▶ **VORLIEGENDER AUSZUG**:
########################################
Interview Dr. Stefan Hartmann

Plädoyer für die Clan-Apotheke Alexander Müller, 16.05.2019 09:58 Uhr

Berlin - 

Dr. Stefan Hartmann machte sich 1996 als Apotheker selbständig. Im Januar 2004 übernimmt er eine zusätzliche Apotheke als Filialapotheke und kombiniert das Ganze mit einer Neugründung – er gilt damit als einer der Pioniere in Sachen Filialisierung. Heute hat er vier Apotheken und dahinter eine Unternehmensgruppe. Hartmann outet sich aber als Fan einer noch größeren Konstruktion: dem Clan-Verbund. Denn Aufgabenteilung in einer Gruppe aus Apotheken steigert aus seiner Sicht nicht nur Effizienz und Gewinn, sondern auch die Qualität.
########################################
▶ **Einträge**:
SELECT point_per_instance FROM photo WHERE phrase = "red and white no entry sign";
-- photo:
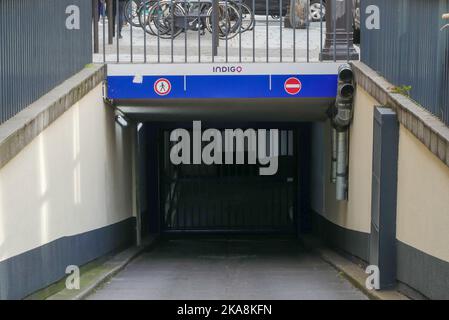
(292, 86)
(162, 87)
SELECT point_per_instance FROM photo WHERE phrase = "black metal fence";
(37, 50)
(409, 49)
(185, 31)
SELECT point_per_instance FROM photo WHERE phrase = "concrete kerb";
(17, 132)
(98, 275)
(350, 270)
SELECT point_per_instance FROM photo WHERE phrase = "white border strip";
(208, 69)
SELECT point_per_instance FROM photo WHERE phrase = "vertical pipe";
########################################
▶ **ZU ERLEDIGEN**:
(A) Schreib aus dem Auszug den Teil von „Plädoyer für die“ bis einschließlich „auch die Qualität.“ wortgetreu ab.
(B) In welchem Jahr hat sich Stefan Hartmann laut dem Auszug als Apotheker selbständig gemacht?

▶ **ANTWORTEN**:
(A)
Plädoyer für die Clan-Apotheke Alexander Müller, 16.05.2019 09:58 Uhr

Berlin - 

Dr. Stefan Hartmann machte sich 1996 als Apotheker selbständig. Im Januar 2004 übernimmt er eine zusätzliche Apotheke als Filialapotheke und kombiniert das Ganze mit einer Neugründung – er gilt damit als einer der Pioniere in Sachen Filialisierung. Heute hat er vier Apotheken und dahinter eine Unternehmensgruppe. Hartmann outet sich aber als Fan einer noch größeren Konstruktion: dem Clan-Verbund. Denn Aufgabenteilung in einer Gruppe aus Apotheken steigert aus seiner Sicht nicht nur Effizienz und Gewinn, sondern auch die Qualität.

(B) Im Jahr 1996.